▶ [Passage provided]:
● ● ● ●
Monday, July 18, 2016

Common Questions and Answers About Family Law

Also known as matrimonial law, family law is an area of legal practice that deals with domestic subjects, including marriage, civil unions, guardianship, adoption, child custody, domestic violence, restraining orders, and more. Because these matters are usually kept quiet for the good of all parties involved, the average person has many questions when they visit a family lawyer for the first time. Here are the most common questions attorneys answer on a regular basis.

What is the Difference Between Divorce and Annulment?

Although both can be used to dissolve a marriage, there are important legal distinctions between the two. The most obvious is that an annulment treats the marriage as if it never happened. As such, neither party is subject to any penalties, contracts, or agreements that might normally accompany a dissolution of marriage. Fraud, forced consent, and underage marriage are the most common grounds family law attorneys use for seeking an annulment.

How is Child Custody Established?

If the former couple cannot agree on primary guardianship, a court will make the decision for them based on what is in the best interests of the child. At that point, the couple may discuss visitation privileges and come to an agreement, or the court set a schedule for them.

What is Child Support?
● ● ● ●
▶ [Source information]:
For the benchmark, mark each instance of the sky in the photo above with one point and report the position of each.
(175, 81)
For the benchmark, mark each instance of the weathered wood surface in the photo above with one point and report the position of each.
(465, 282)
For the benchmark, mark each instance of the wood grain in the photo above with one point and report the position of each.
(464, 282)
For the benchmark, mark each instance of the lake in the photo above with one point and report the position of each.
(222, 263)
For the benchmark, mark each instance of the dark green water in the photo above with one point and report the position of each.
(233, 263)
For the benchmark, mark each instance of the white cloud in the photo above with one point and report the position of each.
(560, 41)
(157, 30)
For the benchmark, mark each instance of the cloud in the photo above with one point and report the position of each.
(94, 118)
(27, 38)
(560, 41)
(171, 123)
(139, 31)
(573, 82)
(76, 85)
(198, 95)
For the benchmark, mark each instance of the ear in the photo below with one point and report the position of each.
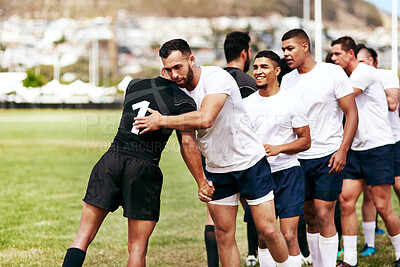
(277, 71)
(305, 47)
(192, 60)
(243, 54)
(352, 54)
(371, 61)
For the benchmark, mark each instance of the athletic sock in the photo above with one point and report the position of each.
(396, 244)
(350, 249)
(369, 233)
(328, 249)
(252, 238)
(295, 260)
(301, 236)
(265, 258)
(313, 244)
(74, 257)
(286, 263)
(211, 246)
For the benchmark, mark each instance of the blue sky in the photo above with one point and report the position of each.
(385, 5)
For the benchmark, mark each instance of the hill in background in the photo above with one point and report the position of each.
(356, 13)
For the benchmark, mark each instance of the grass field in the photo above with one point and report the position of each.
(45, 160)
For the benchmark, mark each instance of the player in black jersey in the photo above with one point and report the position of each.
(238, 53)
(128, 175)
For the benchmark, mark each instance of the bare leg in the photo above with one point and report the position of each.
(351, 190)
(381, 195)
(225, 226)
(368, 206)
(265, 221)
(91, 219)
(289, 231)
(396, 186)
(138, 239)
(325, 213)
(211, 242)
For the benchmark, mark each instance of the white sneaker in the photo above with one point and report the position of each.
(251, 260)
(306, 261)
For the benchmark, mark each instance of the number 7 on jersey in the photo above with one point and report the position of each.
(142, 106)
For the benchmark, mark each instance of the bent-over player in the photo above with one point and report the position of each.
(128, 174)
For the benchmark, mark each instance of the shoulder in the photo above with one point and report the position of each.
(214, 71)
(216, 77)
(364, 71)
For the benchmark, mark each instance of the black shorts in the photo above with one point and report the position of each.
(375, 165)
(119, 179)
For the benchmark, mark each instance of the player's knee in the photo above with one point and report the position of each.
(383, 208)
(224, 234)
(290, 237)
(346, 206)
(137, 248)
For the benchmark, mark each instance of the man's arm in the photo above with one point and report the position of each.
(349, 108)
(357, 91)
(191, 155)
(302, 143)
(200, 119)
(392, 97)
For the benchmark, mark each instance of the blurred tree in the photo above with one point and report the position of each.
(33, 80)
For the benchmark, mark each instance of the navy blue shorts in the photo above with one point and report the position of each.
(289, 194)
(119, 179)
(253, 183)
(397, 159)
(319, 183)
(374, 165)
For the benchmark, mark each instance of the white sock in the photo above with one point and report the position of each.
(369, 233)
(350, 249)
(265, 258)
(295, 260)
(313, 245)
(396, 244)
(328, 248)
(286, 263)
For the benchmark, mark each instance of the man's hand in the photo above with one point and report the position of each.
(271, 150)
(337, 161)
(206, 191)
(149, 123)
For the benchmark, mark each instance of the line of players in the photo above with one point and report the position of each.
(298, 126)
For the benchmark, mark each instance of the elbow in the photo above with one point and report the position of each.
(307, 144)
(207, 122)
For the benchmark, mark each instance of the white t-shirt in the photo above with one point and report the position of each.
(391, 80)
(320, 89)
(373, 121)
(273, 119)
(230, 144)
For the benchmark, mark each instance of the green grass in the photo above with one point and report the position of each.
(45, 160)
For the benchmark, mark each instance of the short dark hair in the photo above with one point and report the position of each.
(271, 55)
(285, 69)
(234, 44)
(347, 43)
(299, 33)
(372, 53)
(173, 45)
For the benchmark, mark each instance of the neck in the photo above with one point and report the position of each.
(196, 78)
(236, 64)
(269, 90)
(308, 65)
(351, 67)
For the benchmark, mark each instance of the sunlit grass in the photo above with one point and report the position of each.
(45, 160)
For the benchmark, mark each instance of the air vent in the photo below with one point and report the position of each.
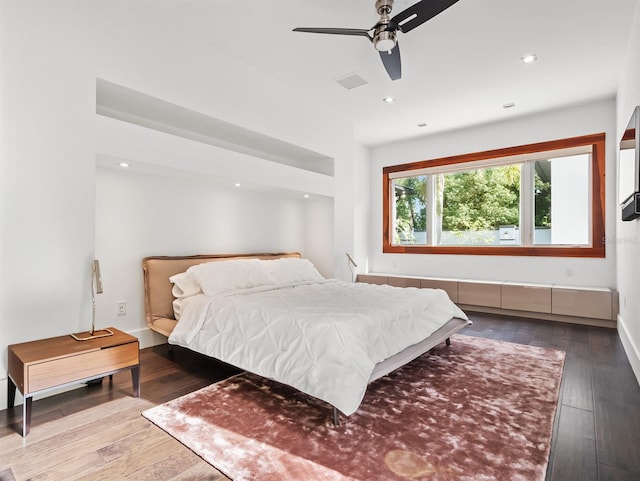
(352, 81)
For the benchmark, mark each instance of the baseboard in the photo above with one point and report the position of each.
(630, 347)
(585, 321)
(3, 389)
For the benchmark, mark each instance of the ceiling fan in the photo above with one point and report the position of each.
(383, 33)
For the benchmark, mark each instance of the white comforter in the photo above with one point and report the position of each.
(323, 338)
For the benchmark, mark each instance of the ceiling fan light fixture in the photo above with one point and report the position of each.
(384, 41)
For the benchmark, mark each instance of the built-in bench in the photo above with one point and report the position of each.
(595, 306)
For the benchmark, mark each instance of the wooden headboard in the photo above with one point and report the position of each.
(158, 299)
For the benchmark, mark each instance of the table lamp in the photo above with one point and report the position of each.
(96, 288)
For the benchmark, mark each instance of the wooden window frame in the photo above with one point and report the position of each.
(598, 244)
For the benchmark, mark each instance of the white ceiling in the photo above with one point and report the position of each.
(459, 68)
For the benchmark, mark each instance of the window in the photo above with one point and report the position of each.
(543, 199)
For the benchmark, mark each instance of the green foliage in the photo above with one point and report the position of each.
(482, 199)
(411, 212)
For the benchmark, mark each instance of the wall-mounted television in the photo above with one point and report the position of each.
(629, 169)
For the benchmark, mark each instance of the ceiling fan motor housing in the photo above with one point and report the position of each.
(383, 38)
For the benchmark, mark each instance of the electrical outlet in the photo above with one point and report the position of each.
(122, 308)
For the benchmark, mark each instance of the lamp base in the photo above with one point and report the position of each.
(88, 335)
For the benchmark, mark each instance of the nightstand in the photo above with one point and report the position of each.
(40, 366)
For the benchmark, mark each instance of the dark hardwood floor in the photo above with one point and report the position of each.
(596, 435)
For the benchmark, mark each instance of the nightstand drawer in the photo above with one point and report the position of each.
(68, 369)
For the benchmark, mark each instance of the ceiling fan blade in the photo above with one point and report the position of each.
(391, 62)
(417, 14)
(336, 31)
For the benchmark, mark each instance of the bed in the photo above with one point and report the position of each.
(276, 316)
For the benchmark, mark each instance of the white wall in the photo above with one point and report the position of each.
(52, 53)
(573, 121)
(628, 234)
(140, 214)
(48, 167)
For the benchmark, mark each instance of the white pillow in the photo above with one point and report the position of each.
(177, 308)
(220, 276)
(292, 269)
(184, 285)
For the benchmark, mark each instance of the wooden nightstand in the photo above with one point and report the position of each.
(39, 366)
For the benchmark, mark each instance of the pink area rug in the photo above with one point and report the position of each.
(478, 410)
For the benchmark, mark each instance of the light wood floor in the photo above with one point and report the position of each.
(97, 432)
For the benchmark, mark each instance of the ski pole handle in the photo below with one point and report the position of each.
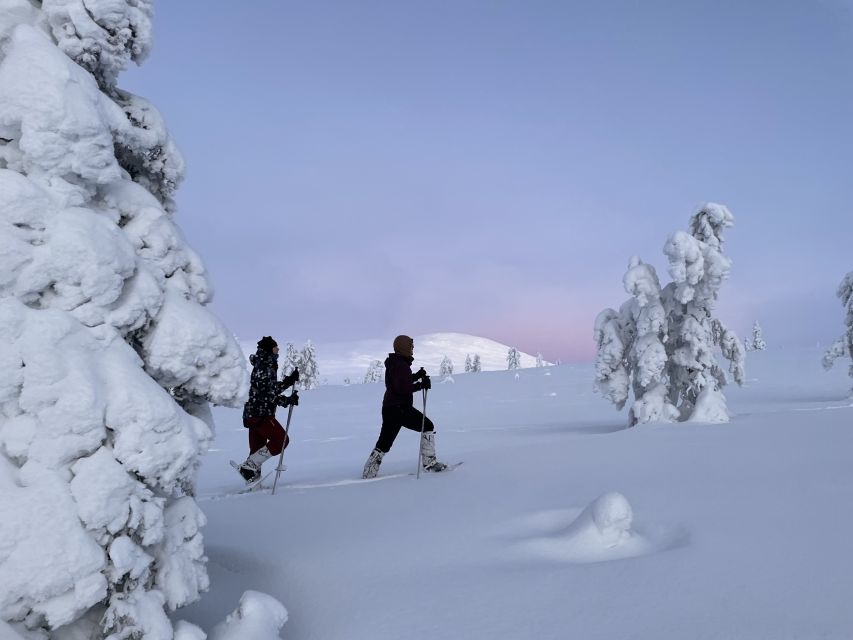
● ● ● ●
▶ [Assignment A]: From the family law article, quote the passage from "If the former" to "is Child Support?".
▶ [Assignment B]:
Answer these questions from the family law article:
(i) What other name for family law does it give?
(ii) How does an annulment treat the marriage?
(iii) When a former couple cannot agree on primary guardianship, what does a court base its decision on?

▶ [Task result A]:
If the former couple cannot agree on primary guardianship, a court will make the decision for them based on what is in the best interests of the child. At that point, the couple may discuss visitation privileges and come to an agreement, or the court set a schedule for them.

What is Child Support?

▶ [Task result B]:
(i) Matrimonial law.
(ii) As if it never happened.
(iii) What is in the best interests of the child.